* **Your instructions**: Print every line exactly as it appears in the material below.

* **Data to use**:

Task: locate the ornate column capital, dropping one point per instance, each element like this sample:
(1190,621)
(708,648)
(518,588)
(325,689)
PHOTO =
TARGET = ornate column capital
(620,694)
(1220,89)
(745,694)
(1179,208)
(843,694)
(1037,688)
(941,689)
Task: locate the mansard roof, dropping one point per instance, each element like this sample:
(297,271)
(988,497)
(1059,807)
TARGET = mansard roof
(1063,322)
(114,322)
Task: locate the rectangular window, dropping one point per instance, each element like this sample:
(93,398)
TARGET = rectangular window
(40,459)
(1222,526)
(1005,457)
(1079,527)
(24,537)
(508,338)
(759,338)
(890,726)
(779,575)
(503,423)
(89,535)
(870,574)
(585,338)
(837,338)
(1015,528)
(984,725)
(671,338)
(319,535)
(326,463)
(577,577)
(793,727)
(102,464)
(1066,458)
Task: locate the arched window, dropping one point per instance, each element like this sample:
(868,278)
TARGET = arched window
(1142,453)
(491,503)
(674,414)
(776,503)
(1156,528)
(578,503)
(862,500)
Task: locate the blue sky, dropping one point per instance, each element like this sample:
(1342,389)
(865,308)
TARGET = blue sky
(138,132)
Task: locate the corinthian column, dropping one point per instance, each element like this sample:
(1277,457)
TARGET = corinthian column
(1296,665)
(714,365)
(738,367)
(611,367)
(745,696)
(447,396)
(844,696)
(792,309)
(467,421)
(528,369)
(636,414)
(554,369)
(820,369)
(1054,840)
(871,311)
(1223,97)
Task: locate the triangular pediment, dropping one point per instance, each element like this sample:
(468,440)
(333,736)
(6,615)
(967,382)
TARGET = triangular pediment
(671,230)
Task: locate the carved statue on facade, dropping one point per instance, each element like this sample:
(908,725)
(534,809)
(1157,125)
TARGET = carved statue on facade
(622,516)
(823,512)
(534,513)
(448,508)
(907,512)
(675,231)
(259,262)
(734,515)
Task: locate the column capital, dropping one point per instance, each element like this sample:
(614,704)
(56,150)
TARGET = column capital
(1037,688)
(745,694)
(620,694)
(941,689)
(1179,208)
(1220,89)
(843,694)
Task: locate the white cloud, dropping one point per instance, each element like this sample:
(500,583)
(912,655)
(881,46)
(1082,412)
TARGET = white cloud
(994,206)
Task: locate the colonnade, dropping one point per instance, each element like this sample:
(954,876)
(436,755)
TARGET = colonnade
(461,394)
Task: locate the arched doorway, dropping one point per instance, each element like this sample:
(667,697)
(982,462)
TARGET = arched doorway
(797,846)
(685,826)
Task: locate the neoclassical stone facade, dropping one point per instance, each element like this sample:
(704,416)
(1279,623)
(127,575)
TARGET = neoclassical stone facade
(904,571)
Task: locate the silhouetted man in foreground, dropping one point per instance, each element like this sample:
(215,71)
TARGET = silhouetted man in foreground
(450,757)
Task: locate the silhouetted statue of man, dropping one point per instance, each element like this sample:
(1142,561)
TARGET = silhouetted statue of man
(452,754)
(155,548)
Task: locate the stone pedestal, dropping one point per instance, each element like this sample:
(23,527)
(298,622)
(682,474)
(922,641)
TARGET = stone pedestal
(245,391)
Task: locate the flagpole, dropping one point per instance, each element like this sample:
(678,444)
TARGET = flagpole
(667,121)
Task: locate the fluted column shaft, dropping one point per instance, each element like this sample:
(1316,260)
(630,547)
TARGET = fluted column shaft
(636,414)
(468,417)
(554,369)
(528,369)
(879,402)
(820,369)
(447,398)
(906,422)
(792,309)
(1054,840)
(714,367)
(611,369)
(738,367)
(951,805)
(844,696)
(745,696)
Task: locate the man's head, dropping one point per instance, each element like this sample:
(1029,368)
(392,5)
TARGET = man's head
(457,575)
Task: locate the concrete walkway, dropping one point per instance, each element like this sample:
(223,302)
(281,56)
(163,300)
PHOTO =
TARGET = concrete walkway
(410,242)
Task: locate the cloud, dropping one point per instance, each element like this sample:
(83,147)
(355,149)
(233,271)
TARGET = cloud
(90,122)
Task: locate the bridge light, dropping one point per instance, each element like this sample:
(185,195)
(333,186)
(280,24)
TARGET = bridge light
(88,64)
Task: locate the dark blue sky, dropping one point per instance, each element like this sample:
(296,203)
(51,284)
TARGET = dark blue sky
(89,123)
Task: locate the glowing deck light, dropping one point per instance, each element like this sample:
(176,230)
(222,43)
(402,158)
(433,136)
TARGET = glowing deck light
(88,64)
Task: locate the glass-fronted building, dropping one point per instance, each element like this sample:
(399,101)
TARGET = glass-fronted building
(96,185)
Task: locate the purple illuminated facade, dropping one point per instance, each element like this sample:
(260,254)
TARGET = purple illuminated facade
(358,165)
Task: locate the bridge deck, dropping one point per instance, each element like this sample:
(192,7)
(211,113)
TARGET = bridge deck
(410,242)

* **Exercise answer**:
Task: locate the ornate column capital, dropping one point per instance, each element like this sample:
(1190,621)
(708,648)
(518,588)
(325,689)
PHOTO =
TARGET = ornate column capital
(620,694)
(1220,89)
(745,694)
(1179,208)
(843,694)
(1037,688)
(941,689)
Task: locate the mansard roof, dropping one point per instance, each element like this sample:
(297,271)
(988,497)
(1059,807)
TARGET = mansard roof
(1063,322)
(114,322)
Task: locate the rectangular window, dropping one point per instance, each element like this sample:
(93,398)
TARGET = rectangular window
(40,459)
(1222,526)
(1005,457)
(1079,527)
(24,537)
(508,338)
(759,338)
(890,726)
(779,575)
(503,423)
(89,535)
(870,574)
(585,338)
(837,338)
(1015,528)
(984,725)
(671,338)
(319,535)
(326,463)
(577,577)
(793,727)
(102,464)
(1066,458)
Task: locate the arched window, dropping one point per instance, each element like this sample:
(868,278)
TARGET = arched window
(1142,453)
(491,503)
(674,414)
(776,503)
(1156,528)
(578,503)
(862,500)
Task: locate the blue sky, dropping one point per instance, each element like this sample:
(1342,389)
(865,308)
TARGET = blue sky
(138,132)
Task: locate the corinthian column, dropping one point per instance, each element like this sample:
(1277,457)
TARGET = corinthian column
(1296,665)
(714,365)
(738,367)
(611,367)
(745,696)
(447,396)
(844,696)
(792,309)
(467,421)
(528,369)
(636,414)
(554,369)
(820,369)
(1054,840)
(871,311)
(1223,97)
Task: locate the triangular pediment, dropping one point per instance, each element like this sample:
(468,440)
(333,736)
(6,615)
(967,382)
TARGET = triangular pediment
(671,230)
Task: locate the carved statue on facade, dropping one point per instance, each element like this sample:
(908,725)
(534,809)
(1157,125)
TARGET = carved statue on facade
(622,516)
(823,512)
(534,513)
(448,508)
(907,512)
(675,231)
(259,262)
(734,515)
Task: locate the column capital, dropping one point per instance, each element like this sample:
(614,704)
(56,150)
TARGET = column capital
(1037,688)
(745,694)
(620,694)
(941,689)
(1179,208)
(1220,89)
(843,694)
Task: locate the white cloud, dropping one point per instance, each element like this sample:
(500,583)
(912,655)
(881,46)
(1082,412)
TARGET = white cloud
(994,206)
Task: locate the colonnade, dropping one point per instance, each element like this sample:
(954,876)
(436,755)
TARGET = colonnade
(461,394)
Task: locate the arched doorway, dropping one point per instance, each element like this sample:
(667,697)
(982,462)
TARGET = arched doorway
(797,846)
(685,826)
Task: locate the neoclassical stone facade, dropping one point per instance, each element like this sample:
(704,416)
(1279,623)
(127,575)
TARGET = neoclassical stone facade
(904,571)
Task: locate the silhouetted man in foreground, dropping one point per instance, each element like this sample:
(215,71)
TARGET = silhouetted man in foreground
(450,757)
Task: locate the silhouetted statue of man, dropping one point per instance, each element like this sample:
(1142,561)
TARGET = silhouetted statue of man
(452,754)
(155,548)
Task: locate the stone pedestal, dropping one point per instance, each element like this sample:
(23,527)
(298,622)
(682,474)
(922,641)
TARGET = stone pedestal
(245,391)
Task: locate the flagpole, dropping one point per instance, each element like this sample:
(678,444)
TARGET = flagpole
(667,121)
Task: locate the fluted column shaft, dropping one point per instance, each element like this sample:
(1316,260)
(630,547)
TARGET = fluted column shaft
(636,414)
(468,417)
(554,369)
(528,369)
(879,402)
(820,369)
(447,398)
(906,422)
(792,309)
(1054,840)
(714,367)
(611,369)
(738,367)
(951,805)
(844,696)
(745,696)
Task: locate the man's head, dropping one point per instance, each element like this sample:
(1029,368)
(392,5)
TARGET = man's head
(457,575)
Task: locate the concrete walkway, dropping one point per instance, each element like this sample:
(223,302)
(281,56)
(163,300)
PHOTO =
TARGET = concrete walkway
(410,242)
Task: locate the cloud, dropping one point per instance, each element like this sample:
(83,147)
(355,149)
(233,271)
TARGET = cloud
(90,122)
Task: locate the bridge light, dropping one point per instance, each element like this sample:
(185,195)
(333,186)
(280,24)
TARGET = bridge light
(88,64)
Task: locate the dark blue sky, dropping one point per instance, each element like this sample:
(296,203)
(51,284)
TARGET = dark blue sky
(89,123)
Task: locate the glowing deck light, dropping one point per instance, each element like this sample:
(176,230)
(222,43)
(402,158)
(433,136)
TARGET = glowing deck light
(88,64)
Task: locate the glass-fronted building, dropping one point per instance, each element like this sample:
(399,101)
TARGET = glass-fronted building
(96,185)
Task: locate the purple illuminated facade, dropping one point per instance, each element like this sample:
(260,254)
TARGET = purple illuminated facade
(358,165)
Task: locate the bridge deck, dropping one point per instance, each element like this sample:
(192,7)
(211,113)
TARGET = bridge deck
(410,242)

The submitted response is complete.